**Excerpt provided:**
Reproducibility, Replicability, and Data Science
As cornerstones of scientific processes, reproducibility and replicability ensure results can be verified and trusted. These two concepts are also crucial in data science, and as a data scientist, you must follow the same rigor and standards in your projects.
By Sydney Firmin, Alteryx.
Reproducibility and replicability are cornerstones of scientific inquiry. Although there is some debate on terminology and definitions, if something is reproducible, it means that the same result can be recreated by following a specific set of steps with a consistent dataset. If something is replicable, it means that the same conclusions or outcomes can be found using slightly different data or processes. Without reproducibility, process and findings can’t be verified. Without replicability, it is difficult to trust the findings of a single study.
The Scientific Method was designed and implemented to encourage reproducibility and replicability by standardizing the process of scientific inquiry. By following a shared process of how to ask and explore questions – we can ensure consistency and rigor in how we come to conclusions. It also makes it easier for other researchers to converge on our results. The data science lifecycle is no different.
Despite this and other processes in place to encourage robust scientific research, over the past few decades, the entire field of scientific research has been facing a replication crisis. Research papers published in many high-profile journals, such as Nature and Science, have been failing to replicate in follow-up studies. Although the narrative crisis has been seen as a little alarmist and counterproductive by some researchers, you might label it a problem within the research that people are publishing false positives and findings that can’t be verified.
The growing awareness of irreproducible research can be, in part, attributed to technology – we are more connected, and scientific findings are more circulated than ever before. Technology also allows us to identify and leverage strategies to make scientific research more reproducible than ever before.

**The task:** Write the next few paragraphs of the article on reproducibility and replicability in data science, picking up after its final sentence.

[Data records]
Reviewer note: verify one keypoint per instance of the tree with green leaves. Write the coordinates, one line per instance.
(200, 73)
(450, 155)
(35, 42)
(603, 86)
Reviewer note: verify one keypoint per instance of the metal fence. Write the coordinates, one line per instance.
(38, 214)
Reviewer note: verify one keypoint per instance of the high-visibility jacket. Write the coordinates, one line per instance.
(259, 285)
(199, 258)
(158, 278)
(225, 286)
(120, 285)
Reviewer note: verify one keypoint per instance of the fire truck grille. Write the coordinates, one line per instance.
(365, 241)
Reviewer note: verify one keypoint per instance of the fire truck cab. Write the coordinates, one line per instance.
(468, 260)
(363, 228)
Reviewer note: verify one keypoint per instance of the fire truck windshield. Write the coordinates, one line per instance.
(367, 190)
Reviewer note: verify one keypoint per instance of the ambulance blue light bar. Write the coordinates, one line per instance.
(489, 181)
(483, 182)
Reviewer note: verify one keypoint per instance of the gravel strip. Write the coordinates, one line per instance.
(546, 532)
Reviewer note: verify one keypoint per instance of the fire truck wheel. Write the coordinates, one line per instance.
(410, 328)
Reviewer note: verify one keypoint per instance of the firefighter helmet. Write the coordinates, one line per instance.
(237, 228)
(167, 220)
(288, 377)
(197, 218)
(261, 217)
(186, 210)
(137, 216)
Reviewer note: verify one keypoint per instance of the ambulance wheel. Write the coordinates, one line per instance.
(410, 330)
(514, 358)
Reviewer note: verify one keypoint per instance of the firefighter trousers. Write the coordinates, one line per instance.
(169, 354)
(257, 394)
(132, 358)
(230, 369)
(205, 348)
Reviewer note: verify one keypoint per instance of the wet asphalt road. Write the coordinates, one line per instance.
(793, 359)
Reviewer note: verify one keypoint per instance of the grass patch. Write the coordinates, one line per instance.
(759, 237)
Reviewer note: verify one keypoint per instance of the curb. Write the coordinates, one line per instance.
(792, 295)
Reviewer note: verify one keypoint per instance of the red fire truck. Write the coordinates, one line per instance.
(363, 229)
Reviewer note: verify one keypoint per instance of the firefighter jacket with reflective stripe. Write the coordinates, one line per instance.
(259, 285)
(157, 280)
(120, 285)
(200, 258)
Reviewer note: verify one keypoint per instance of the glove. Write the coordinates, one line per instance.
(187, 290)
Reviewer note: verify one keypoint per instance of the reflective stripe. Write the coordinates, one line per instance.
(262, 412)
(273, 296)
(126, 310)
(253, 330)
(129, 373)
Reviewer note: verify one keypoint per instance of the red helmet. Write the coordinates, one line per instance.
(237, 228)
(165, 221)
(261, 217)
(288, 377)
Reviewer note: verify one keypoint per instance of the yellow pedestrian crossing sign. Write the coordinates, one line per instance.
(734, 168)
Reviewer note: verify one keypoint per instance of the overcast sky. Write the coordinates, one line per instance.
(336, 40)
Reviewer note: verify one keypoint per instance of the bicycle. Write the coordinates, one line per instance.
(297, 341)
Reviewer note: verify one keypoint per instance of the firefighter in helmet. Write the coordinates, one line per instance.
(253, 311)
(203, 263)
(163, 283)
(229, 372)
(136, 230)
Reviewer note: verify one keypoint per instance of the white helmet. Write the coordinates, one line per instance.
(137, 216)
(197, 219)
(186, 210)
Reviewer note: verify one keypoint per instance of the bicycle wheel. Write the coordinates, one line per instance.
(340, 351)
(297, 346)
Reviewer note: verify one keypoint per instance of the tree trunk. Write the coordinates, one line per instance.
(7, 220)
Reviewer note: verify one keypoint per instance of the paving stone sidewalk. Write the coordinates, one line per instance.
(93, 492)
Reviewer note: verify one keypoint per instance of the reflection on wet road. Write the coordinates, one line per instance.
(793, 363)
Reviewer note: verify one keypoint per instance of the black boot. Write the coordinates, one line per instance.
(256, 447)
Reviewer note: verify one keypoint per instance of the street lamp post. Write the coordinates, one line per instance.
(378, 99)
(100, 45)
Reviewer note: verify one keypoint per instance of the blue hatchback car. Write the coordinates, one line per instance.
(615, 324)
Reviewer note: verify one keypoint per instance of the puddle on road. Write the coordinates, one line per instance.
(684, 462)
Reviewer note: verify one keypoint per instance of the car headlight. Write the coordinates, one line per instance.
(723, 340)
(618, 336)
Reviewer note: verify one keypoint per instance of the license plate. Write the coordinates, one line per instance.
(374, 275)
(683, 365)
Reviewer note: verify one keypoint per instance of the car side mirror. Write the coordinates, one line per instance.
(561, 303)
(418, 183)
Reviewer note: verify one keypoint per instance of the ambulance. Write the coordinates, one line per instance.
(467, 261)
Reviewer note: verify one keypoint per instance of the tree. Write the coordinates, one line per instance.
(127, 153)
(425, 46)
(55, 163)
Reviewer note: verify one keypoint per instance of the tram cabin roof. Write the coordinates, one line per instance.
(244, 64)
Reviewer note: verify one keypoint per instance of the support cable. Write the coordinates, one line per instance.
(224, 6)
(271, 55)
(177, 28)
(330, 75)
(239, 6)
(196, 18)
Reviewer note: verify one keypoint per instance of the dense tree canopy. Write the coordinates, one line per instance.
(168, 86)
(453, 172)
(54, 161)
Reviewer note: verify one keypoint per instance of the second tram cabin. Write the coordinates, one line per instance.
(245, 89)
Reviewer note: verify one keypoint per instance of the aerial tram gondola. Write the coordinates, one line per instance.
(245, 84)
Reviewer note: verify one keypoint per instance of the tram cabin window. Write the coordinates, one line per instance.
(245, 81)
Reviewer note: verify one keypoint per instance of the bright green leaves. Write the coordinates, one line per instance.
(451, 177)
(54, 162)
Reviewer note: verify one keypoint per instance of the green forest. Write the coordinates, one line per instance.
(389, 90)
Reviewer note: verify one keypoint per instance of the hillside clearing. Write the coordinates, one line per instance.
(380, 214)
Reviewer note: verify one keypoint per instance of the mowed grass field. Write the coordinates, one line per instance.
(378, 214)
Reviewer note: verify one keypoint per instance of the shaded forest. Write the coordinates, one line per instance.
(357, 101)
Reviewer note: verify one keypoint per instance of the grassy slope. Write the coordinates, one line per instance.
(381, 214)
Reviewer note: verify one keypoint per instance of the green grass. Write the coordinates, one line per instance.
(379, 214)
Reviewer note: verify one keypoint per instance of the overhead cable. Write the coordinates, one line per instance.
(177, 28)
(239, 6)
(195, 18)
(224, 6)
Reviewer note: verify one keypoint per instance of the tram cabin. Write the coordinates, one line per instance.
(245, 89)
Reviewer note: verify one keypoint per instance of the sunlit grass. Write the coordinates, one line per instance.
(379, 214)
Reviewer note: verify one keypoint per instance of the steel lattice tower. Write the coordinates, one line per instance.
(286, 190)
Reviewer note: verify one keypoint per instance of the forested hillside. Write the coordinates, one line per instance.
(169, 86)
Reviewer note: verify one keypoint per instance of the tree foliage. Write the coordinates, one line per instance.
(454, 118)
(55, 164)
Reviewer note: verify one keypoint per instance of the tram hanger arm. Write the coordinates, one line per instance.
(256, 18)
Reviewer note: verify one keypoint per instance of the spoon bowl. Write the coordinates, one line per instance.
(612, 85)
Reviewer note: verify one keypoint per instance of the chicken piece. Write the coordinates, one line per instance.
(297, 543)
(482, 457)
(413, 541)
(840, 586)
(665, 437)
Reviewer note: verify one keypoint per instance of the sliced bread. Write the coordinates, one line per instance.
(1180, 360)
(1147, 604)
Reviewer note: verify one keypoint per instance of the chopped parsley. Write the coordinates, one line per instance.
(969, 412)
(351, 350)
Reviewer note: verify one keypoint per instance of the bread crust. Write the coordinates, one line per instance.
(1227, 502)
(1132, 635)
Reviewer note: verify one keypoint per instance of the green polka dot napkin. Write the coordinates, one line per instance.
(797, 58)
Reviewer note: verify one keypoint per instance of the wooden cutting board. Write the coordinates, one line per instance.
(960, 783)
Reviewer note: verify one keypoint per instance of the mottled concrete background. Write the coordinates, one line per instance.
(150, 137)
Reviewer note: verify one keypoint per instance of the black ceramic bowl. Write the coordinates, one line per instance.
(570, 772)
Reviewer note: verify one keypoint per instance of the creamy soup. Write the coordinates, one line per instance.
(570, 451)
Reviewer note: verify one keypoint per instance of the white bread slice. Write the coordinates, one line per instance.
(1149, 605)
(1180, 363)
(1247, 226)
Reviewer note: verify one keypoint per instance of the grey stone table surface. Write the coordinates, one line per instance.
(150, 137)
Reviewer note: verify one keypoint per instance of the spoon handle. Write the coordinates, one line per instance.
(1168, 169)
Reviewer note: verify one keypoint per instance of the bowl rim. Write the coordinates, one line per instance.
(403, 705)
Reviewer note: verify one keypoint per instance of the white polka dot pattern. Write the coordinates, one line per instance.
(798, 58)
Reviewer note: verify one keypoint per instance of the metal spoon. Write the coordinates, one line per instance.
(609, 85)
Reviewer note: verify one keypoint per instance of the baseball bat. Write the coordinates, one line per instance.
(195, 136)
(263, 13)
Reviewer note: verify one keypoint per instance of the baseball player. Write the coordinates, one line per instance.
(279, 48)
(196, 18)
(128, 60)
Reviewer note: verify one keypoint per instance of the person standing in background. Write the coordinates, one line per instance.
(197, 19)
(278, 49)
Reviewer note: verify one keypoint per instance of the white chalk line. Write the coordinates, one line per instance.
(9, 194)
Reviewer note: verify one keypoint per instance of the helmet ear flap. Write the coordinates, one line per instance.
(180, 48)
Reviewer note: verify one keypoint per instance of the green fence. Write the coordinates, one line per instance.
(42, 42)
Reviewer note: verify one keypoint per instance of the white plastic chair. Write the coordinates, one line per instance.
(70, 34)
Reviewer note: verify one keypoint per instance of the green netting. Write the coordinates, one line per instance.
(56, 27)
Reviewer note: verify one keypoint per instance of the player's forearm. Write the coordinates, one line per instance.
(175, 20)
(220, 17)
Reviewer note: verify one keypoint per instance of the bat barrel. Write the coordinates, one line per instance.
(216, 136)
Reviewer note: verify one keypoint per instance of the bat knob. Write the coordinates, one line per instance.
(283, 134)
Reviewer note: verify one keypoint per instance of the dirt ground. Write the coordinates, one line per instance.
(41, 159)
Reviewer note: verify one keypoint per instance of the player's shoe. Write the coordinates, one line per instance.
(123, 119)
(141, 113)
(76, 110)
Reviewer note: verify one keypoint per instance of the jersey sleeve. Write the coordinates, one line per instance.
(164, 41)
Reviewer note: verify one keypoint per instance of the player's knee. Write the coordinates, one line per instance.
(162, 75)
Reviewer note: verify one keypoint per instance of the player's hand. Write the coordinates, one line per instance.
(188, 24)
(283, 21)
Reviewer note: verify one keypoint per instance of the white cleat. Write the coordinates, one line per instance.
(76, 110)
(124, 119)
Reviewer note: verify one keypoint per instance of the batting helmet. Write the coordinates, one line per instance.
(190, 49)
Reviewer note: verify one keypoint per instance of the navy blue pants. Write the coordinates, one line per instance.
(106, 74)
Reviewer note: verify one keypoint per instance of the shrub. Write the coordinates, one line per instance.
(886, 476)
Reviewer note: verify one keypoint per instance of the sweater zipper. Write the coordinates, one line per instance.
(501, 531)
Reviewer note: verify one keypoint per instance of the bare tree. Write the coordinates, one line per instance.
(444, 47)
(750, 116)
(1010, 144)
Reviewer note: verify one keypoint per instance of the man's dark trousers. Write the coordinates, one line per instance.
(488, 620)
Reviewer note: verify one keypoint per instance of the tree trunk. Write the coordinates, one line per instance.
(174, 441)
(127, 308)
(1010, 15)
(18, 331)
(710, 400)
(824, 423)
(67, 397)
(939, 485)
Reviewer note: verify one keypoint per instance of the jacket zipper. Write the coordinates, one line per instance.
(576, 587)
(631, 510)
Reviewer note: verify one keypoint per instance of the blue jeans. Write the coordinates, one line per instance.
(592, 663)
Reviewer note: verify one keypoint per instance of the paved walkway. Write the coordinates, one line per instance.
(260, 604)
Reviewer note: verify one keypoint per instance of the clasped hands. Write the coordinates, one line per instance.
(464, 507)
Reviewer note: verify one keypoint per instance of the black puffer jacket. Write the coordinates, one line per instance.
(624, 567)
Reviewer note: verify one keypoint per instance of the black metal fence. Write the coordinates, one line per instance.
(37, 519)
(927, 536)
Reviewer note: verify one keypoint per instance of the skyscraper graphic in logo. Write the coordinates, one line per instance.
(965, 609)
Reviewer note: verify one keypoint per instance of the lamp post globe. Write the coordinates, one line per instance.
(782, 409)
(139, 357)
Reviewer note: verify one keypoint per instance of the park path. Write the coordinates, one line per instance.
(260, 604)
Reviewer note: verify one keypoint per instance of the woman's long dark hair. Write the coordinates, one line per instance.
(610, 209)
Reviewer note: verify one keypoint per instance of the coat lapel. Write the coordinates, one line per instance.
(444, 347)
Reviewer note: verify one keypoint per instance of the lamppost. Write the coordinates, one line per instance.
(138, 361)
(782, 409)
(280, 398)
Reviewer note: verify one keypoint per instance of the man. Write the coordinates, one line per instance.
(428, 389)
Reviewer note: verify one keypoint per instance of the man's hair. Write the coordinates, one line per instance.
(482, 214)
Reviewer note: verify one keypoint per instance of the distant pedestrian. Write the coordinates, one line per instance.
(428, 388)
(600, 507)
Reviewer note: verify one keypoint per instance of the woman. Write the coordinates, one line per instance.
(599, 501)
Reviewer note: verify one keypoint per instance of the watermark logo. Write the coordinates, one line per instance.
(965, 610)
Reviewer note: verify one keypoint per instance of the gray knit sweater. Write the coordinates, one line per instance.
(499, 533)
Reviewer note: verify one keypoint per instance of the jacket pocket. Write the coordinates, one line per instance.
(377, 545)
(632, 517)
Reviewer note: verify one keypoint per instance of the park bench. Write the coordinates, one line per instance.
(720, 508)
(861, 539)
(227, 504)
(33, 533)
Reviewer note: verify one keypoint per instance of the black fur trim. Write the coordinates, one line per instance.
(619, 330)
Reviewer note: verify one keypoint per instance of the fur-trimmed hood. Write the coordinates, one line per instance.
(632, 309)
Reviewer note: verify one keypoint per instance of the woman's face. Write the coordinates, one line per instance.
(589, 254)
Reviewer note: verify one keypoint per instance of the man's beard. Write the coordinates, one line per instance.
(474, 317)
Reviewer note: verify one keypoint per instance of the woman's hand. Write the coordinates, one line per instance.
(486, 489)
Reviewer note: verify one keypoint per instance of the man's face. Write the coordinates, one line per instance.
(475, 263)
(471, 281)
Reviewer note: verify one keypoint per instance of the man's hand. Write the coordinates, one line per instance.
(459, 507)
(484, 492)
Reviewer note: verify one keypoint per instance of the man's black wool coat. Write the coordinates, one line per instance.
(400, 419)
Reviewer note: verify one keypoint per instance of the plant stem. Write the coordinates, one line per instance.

**Response below:**
The Difference: https://xkcd.com/242/
Data science, at the crossroads of statistics and computer science, is positioned to encourage reproducibility and replicability, both in academic research and in industry.
Why Reproducibility Matters
As a researcher or data scientist, there are a lot of things that you do not have control over. You might not be able to collect your data in the most ideal way or ensure you are even capturing what you’re trying to measure with your data. You can’t really guarantee that your research or project will replicate. The only thing you can guarantee is that your work is reproducible.
Additionally, encouraging and standardizing a paradigm of reproducibility in your work promotes efficiency and accuracy. Often in scientific research and data science projects, we want to build upon preexisting work – work either done by ourselves or by other researchers. Including reproducible methods – or even better, reproducible code – prevents the duplication of efforts, allowing more focus on new, challenging problems. It also makes it easier for other researchers (including yourself in the future) to check your work, making sure your process is correct and bug-free.
Making Your Projects Reproducible
Reproducibility is a best practice in data science as well as in scientific research, and in a lot of ways, comes down to having a software engineering mentality. It is about setting up all your processes in a way that is repeatable (preferably by a computer) and well documented. Here are some (hopefully helpful) hints on how to make your work reproducible.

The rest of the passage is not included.